| GIVEN ENTRIES |
----
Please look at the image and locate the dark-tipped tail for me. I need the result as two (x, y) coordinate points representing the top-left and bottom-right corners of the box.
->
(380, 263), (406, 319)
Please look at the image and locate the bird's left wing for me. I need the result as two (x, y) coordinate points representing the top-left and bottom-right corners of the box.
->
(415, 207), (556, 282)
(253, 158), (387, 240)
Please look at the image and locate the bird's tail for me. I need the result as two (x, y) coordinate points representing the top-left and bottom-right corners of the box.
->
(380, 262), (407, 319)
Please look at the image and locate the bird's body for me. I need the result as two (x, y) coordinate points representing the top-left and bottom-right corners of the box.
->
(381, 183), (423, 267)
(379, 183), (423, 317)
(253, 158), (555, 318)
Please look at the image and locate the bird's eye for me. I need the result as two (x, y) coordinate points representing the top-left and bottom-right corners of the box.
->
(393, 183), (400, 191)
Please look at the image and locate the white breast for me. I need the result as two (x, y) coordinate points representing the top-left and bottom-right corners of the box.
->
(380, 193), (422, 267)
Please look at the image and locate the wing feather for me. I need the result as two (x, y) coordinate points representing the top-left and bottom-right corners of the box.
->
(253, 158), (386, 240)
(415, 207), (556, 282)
----
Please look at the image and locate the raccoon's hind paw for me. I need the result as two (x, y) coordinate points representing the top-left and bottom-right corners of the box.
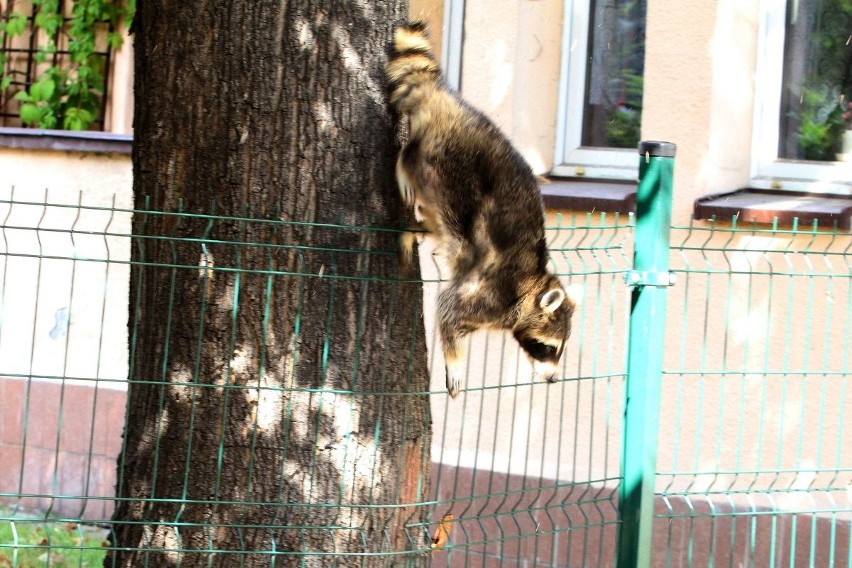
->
----
| WHAT THE TASK ASKS |
Among the lines above, which contain the word "wing"? Copy every one.

| OUTPUT FOR THIS EXERCISE |
Please look at the image and locate the bird's left wing for me. I need the result as two (x, y) coordinate points representing the top-left and bottom-right corners of the box.
Please look at the image and locate the wing feather for me. I need the result as two (x, y) coordinate points representing the top-left and bottom-right corners of the box.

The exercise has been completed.